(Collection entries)
== Segment start ==

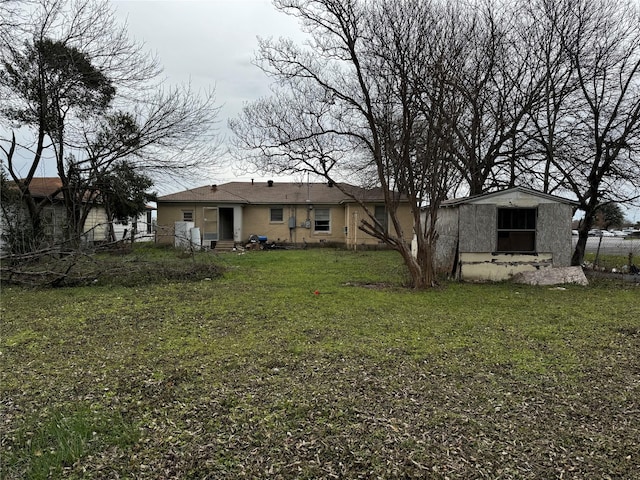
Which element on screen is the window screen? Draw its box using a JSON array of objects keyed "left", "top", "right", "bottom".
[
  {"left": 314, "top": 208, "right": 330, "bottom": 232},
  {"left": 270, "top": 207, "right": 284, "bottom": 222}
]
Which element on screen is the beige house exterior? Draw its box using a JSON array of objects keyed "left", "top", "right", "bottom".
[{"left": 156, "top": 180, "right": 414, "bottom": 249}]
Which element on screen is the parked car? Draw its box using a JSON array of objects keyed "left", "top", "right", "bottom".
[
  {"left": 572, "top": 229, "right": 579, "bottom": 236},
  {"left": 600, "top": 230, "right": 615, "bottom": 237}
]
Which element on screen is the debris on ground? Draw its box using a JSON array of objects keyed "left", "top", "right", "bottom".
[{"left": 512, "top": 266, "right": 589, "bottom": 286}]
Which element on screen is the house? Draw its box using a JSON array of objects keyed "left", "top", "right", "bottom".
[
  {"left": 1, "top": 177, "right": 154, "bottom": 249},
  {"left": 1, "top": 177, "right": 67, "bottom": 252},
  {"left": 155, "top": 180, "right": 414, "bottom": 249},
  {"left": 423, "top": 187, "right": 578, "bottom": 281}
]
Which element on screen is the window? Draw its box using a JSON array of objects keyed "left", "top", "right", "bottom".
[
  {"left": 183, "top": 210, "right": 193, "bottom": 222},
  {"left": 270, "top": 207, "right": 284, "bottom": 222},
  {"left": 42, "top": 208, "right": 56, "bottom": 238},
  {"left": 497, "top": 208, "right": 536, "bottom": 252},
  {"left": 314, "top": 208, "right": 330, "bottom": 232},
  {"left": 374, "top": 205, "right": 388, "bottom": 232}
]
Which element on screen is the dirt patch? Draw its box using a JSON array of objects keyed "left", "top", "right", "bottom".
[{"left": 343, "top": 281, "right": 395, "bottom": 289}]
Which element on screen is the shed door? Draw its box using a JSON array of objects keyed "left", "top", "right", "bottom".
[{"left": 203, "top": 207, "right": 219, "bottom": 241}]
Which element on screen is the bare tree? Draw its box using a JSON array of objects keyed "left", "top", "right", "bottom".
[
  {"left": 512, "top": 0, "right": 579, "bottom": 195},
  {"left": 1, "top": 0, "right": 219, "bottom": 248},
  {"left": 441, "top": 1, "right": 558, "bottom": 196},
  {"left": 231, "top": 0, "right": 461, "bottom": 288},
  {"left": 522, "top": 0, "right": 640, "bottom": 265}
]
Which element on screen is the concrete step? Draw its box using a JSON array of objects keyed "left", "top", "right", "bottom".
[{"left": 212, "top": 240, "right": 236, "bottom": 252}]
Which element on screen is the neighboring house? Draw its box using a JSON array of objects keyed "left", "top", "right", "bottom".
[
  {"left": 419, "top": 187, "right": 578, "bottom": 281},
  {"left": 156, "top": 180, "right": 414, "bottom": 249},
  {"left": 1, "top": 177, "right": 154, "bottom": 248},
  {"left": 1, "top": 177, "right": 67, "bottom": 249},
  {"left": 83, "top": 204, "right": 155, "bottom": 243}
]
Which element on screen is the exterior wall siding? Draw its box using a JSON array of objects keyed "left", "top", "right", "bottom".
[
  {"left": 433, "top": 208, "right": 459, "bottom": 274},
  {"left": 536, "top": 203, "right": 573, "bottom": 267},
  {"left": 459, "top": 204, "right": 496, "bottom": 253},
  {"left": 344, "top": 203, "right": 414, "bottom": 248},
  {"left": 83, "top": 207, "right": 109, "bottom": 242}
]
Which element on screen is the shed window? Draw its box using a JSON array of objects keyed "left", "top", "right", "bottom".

== Segment end ==

» **Exercise**: With the pictures excluded, the records are to be reproduced exactly.

» **Solution to this problem**:
Which element on screen is the window screen? Draw its box using a JSON array of objects keyed "left", "top", "right", "bottom".
[
  {"left": 314, "top": 208, "right": 330, "bottom": 232},
  {"left": 270, "top": 207, "right": 284, "bottom": 222}
]
Which element on screen is the beige house exterior? Draw its box using a JSON array of objects keyed "left", "top", "right", "bottom".
[{"left": 156, "top": 180, "right": 414, "bottom": 249}]
Which element on screen is the parked car? Draw its box using a JSON array of objects keyed "left", "top", "right", "bottom".
[
  {"left": 572, "top": 229, "right": 579, "bottom": 236},
  {"left": 600, "top": 230, "right": 615, "bottom": 237}
]
Which element on screen is the debris on ground? Draw its box using a JSON array of objects keyed "left", "top", "right", "bottom".
[{"left": 512, "top": 266, "right": 589, "bottom": 286}]
Which element on screen is the house? Draw its box using a JSON array of objects keyed "left", "top", "right", "bottom".
[
  {"left": 1, "top": 177, "right": 154, "bottom": 249},
  {"left": 1, "top": 177, "right": 67, "bottom": 252},
  {"left": 155, "top": 180, "right": 414, "bottom": 249},
  {"left": 423, "top": 187, "right": 578, "bottom": 281}
]
Which element on screen is the window? Draw its box using a JSON array of objects keyed "left", "top", "right", "bottom".
[
  {"left": 183, "top": 210, "right": 193, "bottom": 222},
  {"left": 270, "top": 207, "right": 284, "bottom": 222},
  {"left": 42, "top": 208, "right": 56, "bottom": 238},
  {"left": 497, "top": 208, "right": 536, "bottom": 252},
  {"left": 314, "top": 208, "right": 330, "bottom": 232},
  {"left": 374, "top": 205, "right": 388, "bottom": 232}
]
Which element on screen is the dirt patch? Draw its box using a JSON array of objects keyed "left", "top", "right", "bottom".
[{"left": 343, "top": 281, "right": 395, "bottom": 289}]
Which element on screen is the shed door? Draw its box using a JSON array of objects keyed "left", "top", "right", "bottom".
[{"left": 203, "top": 207, "right": 219, "bottom": 241}]
Which element on screen is the bare tree? Draw its box using a JSON array of objects keyed "left", "top", "right", "bottom".
[
  {"left": 512, "top": 0, "right": 579, "bottom": 195},
  {"left": 1, "top": 0, "right": 219, "bottom": 248},
  {"left": 441, "top": 1, "right": 558, "bottom": 196},
  {"left": 231, "top": 0, "right": 461, "bottom": 288},
  {"left": 522, "top": 0, "right": 640, "bottom": 265}
]
Which element on screen is the concrete step? Draw its box using a JSON array of objects keyed "left", "top", "right", "bottom".
[{"left": 212, "top": 240, "right": 236, "bottom": 252}]
Which element on screen is the neighboring house? Draw its box using a JSON array of objects keyed "left", "top", "right", "bottom".
[
  {"left": 419, "top": 187, "right": 578, "bottom": 281},
  {"left": 156, "top": 180, "right": 414, "bottom": 249},
  {"left": 1, "top": 177, "right": 154, "bottom": 248},
  {"left": 1, "top": 177, "right": 67, "bottom": 249},
  {"left": 83, "top": 204, "right": 155, "bottom": 243}
]
Which element on screen is the exterior wall siding? Draw its box using a JSON array of objects keyed "left", "top", "right", "bottom".
[
  {"left": 433, "top": 208, "right": 459, "bottom": 274},
  {"left": 536, "top": 203, "right": 573, "bottom": 267},
  {"left": 459, "top": 204, "right": 496, "bottom": 253},
  {"left": 344, "top": 203, "right": 414, "bottom": 248},
  {"left": 83, "top": 207, "right": 109, "bottom": 242}
]
Which element on screen is the shed window? Draw its box using a JSON array of objects keyed "left", "top", "right", "bottom".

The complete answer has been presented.